• [Stated task A]: Return the passage of the blower lift thread from "# Conquest Heavy" to "at this point.", copied word for word.
• [Stated task B]: Using the blower lift thread, decide whether each statement agrees with it: (i) Jason mounted the blower attachment on his own. (ii) Jason has the lift spring set for minimum assist. (iii) The new power steering and electric lift systems are listed as coming to the Prestige SCS. Answer yes or no for each, and quote the words that settle it.
• [Stated task C]: Extend the blower lift thread, starting after its last line.

• [Document section]:
(begin)

# Conquest Heavy 2 stage blower. Lift assist tips ?



## Jason L (25 d ago)

Good Morning. I'm new on here and hoping someone may have some tips. I have a new to me 2016 Conquest with a 2 stage blower attachment and manual lift. It is heavy...really heavy. I'm not a huge guy, but I also wouldn't be considered weak, and this thing takes a TON of effort to lift the blower with the manual lift. I mounted it myself and I believe I have everything on correctly and have the lift spring tightened almost all the way (max assist) and it's still a bear, to the point where my 70+ year old dad was hardly able to lift it at all.

Does anyone have any tips for improving the ease of the lift for this beast? The machine is awesome and runs through heavy wet snow with ease, but I can foresee just leaving the thing down at this point.

Thanks for input

-Jason


----------



## harry16 (Dec 8, 2011)

You may be able to add a hydraulic lift to your tractor. Included on the newer models. Here is an excerpt of the lift description 

*Hydraulic Lift and Power Steering Systems*

Simplicity’s new hydraulic lift system includes an electro-hydraulic actuator that delivers the power and speed of a traditional hydraulic system without the additional maintenance. The hydraulic lift has a streamlined function with an easy-to-access lever to raise and lower the mower deck and attachments for easy operation. The new power steering option gives operators more control to mow intricate landscapes with precision. Engineers rigorously tested the new systems to ensure they withstand the harshest of environments. New power steering and electric lift systems will be available on the following models:


Broadmoor™ 25/52
Conquest™ SCS
Prestige™ SCS

Attached below is the Simplicity website:









Simplicity® Adds Ergonomic Power Steering and Hydraulic Lift Systems to Select Ride Mowers | Simplicity Newsroom


Additional upgrades include redesigned instrumentation and premium seat options




www.simplicitymfg.com


----------



## Jason L (25 d ago)

harry16 said:


> You may be able to add a hydraulic lift to your tractor. Included on the newer models. Here is an excerpt of the lift description
> 
> *Hydraulic Lift and Power Steering Systems*
> 
> ...

(end)

• [Data excerpts]:

(begin)

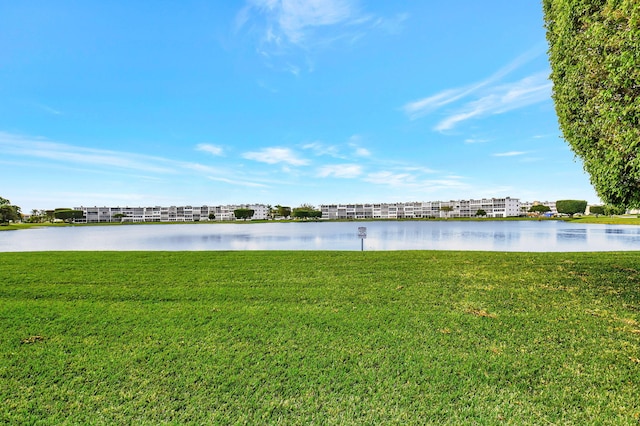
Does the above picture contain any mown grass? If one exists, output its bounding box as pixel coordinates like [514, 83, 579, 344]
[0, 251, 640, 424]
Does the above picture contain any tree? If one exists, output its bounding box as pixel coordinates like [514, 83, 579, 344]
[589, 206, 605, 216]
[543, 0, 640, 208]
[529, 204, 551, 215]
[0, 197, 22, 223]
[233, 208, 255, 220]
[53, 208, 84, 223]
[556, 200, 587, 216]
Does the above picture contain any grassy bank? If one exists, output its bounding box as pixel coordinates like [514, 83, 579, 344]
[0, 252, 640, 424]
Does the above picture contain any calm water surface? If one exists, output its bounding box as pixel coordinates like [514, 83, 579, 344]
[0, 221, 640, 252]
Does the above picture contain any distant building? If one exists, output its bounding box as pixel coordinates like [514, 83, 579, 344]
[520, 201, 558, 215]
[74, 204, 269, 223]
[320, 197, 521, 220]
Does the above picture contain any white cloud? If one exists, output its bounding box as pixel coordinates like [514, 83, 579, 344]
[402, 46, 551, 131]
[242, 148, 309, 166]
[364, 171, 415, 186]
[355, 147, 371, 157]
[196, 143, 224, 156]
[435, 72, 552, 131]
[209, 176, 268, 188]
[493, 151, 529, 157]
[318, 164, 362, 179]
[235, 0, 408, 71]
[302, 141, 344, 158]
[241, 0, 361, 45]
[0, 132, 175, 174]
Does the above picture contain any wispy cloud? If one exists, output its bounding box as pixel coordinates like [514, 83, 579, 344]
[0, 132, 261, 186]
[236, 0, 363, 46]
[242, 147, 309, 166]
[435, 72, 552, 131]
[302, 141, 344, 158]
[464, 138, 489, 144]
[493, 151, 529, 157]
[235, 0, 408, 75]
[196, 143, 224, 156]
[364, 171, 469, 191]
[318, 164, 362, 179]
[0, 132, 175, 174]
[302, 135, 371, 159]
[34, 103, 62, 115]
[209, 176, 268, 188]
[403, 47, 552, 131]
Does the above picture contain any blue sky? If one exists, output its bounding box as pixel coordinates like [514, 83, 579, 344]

(end)
(begin)

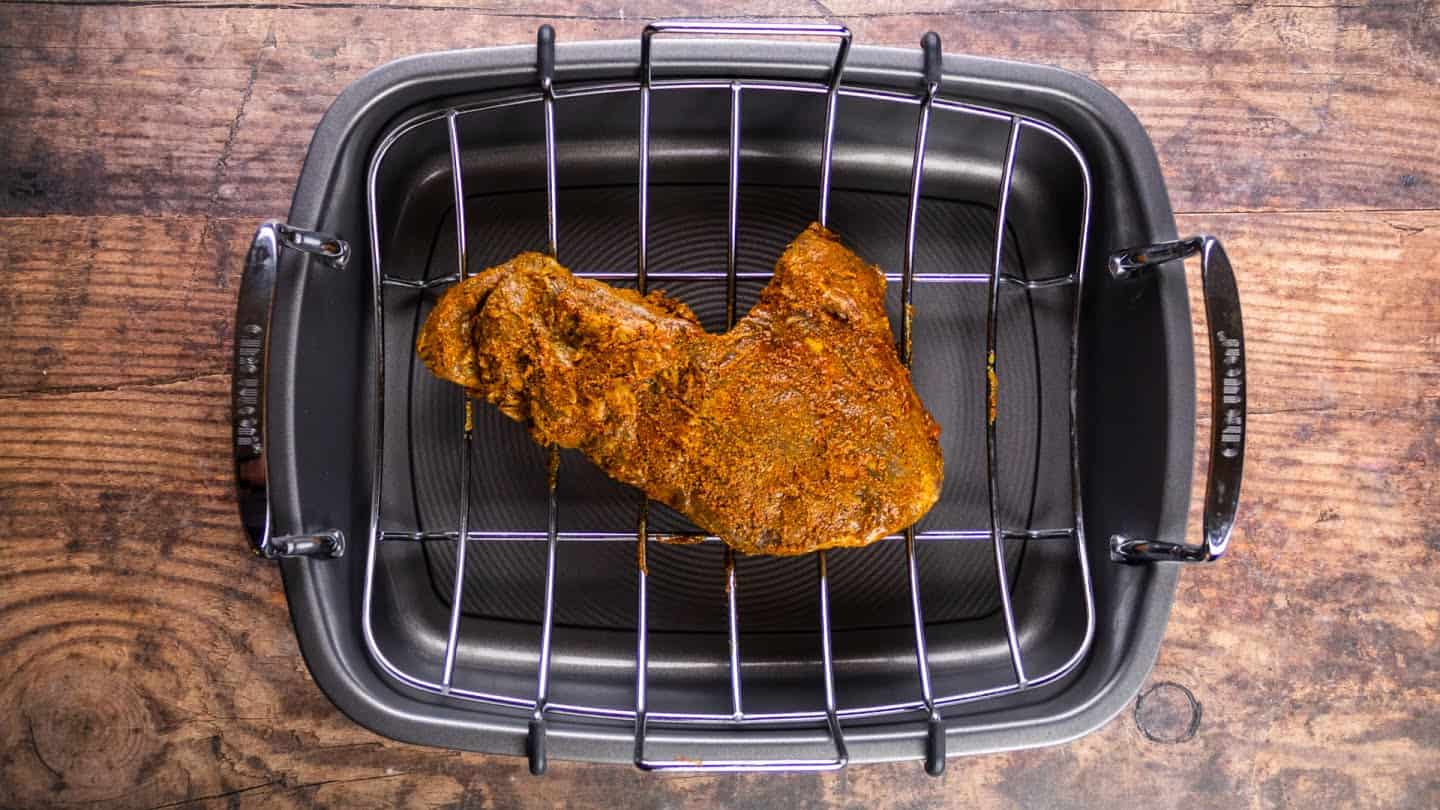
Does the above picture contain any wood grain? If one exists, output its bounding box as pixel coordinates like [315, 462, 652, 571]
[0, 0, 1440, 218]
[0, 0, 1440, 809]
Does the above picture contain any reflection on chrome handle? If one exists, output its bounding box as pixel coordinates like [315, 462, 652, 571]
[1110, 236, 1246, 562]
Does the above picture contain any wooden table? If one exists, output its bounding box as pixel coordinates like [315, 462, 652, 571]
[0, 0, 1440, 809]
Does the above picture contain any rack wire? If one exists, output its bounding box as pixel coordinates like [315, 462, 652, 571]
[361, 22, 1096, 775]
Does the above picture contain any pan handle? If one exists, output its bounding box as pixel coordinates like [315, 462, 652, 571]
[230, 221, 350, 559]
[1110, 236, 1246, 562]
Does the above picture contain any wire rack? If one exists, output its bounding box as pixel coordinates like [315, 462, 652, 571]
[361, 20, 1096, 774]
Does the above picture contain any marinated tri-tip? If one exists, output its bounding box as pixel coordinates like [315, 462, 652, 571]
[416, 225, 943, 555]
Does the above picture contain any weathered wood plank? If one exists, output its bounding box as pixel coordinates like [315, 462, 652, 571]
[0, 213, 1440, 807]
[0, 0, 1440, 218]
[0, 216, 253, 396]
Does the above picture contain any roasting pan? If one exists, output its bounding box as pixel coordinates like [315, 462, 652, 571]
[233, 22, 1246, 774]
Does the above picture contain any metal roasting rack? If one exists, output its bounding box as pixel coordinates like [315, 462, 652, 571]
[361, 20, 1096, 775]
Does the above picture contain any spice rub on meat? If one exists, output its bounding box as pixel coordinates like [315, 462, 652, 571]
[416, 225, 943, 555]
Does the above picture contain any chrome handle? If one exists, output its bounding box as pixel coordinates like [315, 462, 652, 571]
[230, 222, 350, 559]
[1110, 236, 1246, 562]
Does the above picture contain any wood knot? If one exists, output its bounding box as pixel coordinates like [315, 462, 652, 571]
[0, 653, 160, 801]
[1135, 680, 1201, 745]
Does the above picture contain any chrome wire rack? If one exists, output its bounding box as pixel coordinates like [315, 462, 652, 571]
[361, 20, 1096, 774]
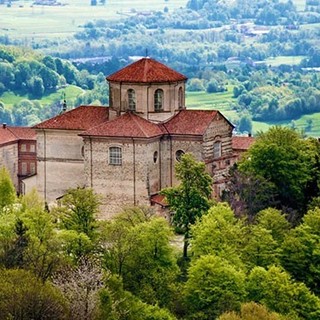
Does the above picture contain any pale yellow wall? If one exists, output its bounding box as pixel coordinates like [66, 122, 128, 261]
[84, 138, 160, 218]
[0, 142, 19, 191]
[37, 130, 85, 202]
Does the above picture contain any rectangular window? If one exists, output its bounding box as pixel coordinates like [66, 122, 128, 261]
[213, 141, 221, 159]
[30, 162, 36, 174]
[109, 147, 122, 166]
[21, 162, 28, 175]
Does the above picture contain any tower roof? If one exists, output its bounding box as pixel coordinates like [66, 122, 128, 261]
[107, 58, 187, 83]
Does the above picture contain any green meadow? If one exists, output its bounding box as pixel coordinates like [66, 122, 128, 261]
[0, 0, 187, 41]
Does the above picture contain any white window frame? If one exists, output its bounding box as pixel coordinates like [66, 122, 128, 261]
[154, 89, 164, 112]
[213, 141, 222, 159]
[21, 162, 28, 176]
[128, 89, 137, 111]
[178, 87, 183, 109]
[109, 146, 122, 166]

(end)

• [Task result A]:
# Conquest Heavy 2 stage blower. Lift assist tips ?



## Jason L (25 d ago)

Good Morning. I'm new on here and hoping someone may have some tips. I have a new to me 2016 Conquest with a 2 stage blower attachment and manual lift. It is heavy...really heavy. I'm not a huge guy, but I also wouldn't be considered weak, and this thing takes a TON of effort to lift the blower with the manual lift. I mounted it myself and I believe I have everything on correctly and have the lift spring tightened almost all the way (max assist) and it's still a bear, to the point where my 70+ year old dad was hardly able to lift it at all.

Does anyone have any tips for improving the ease of the lift for this beast? The machine is awesome and runs through heavy wet snow with ease, but I can foresee just leaving the thing down at this point.

• [Task result B]:
(i) Yes: "I mounted it myself"
(ii) No: "have the lift spring tightened almost all the way (max assist)"
(iii) Yes: "New power steering and electric lift systems will be available on the following models:" followed by "Prestige™ SCS"

• [Task result C]:
UNfortunataely, mine is not the SCS model, which came with power steering and coil over suspension on the front two wheels. I had an old Landlord DLX that had the hydro lift and a single stage snowblower. My Conquest moves snow much better, but yes, I miss the hydro lift already.


----------



## EdF (Sep 15, 2014)

You might consider using a "cheater" pipe on the lift handle to increase your mechanical advantage for lifting?


----------



## FredM (Nov 18, 2015)

Is it possible to mount a motor vehicle winch to take the load?.


----------



## sixbales (May 18, 2011)

FredM said:


> Is it possible to mount a motor vehicle winch to take the load?.


Good idea!!


----------



## FredM (Nov 18, 2015)

FredM said:


> Is it possible to mount a motor vehicle winch to take the load?.


You wouldn't need a heavy 4wd winch, one with enough go and use a couple of small pulley blocks in the lift to gear down the weight, this will also slow the lift speed which may be better instead a sudden jar load on the winch.


----------



## Bob Driver (Nov 1, 2017)

Your top of the line zero turns come with electric deck lifts as an option. They use 12vdc linear actuators. With guys building "robots" now days, the price on them has really dropped. I put a 1,000 lbs linear actuator on the 1968 Yazoo in my avatar, to replace the 5' OEM mechanical lift arm on it. The deck comes up to the stops in about 2 seconds. It was less than $50, that was 3 years ago, and with a 12" stroke.....









1320lbs Linear Actuators on Amazon


----------



## Jason L (25 d ago)

Bob Driver said:


> Your top of the line zero turns come with electric deck lifts as an option. They use 12vdc linear actuators. With guys building "robots" now days, the price on them has really dropped. I put a 1,000 lbs linear actuator on the 1968 Yazoo in my avatar, to replace the 5' OEM mechanical lift arm on it. The deck comes up to the stops in about 2 seconds. It was less than $120, 3 years ago, and that was with a 12" stroke
> 
> View attachment 83892


Hmm, Ok, now that looks interesting. I will have to look and see if there is a clean way to mount it in the current configuration.


----------



## Bob Driver (Nov 1, 2017)

Jason L said:


> Hmm, Ok, now that looks interesting. I will have to look and see if there is a clean way to mount it in the current configuration.


A healthy glass of good bourbon and stare at it long enough is the technique I use when I'm designing something like that.....


----------



## Bob Driver (Nov 1, 2017)

The early Cub Cadet 3000 series mowers came with a weird vacuum operated PTO set up. Those were the shaft drives with power steering. Had an 80+ year old neighbor down the road and he loved that power steering because he only had the use of one arm due to a stroke. That "Vacuum Actuator" was over $100 and he and his wife were living on $1200 a month SSI. I fabricated a bracket and mounted a small 2" linear actuator ($20 at the time) to replace it and threw the labor in for free..... Worked like a champ. There's no limit to what you can conjure up with those linear actuators, if you stare at the problem long enough

CC Vacuum PTO


----------



## bmod305 (14 d ago)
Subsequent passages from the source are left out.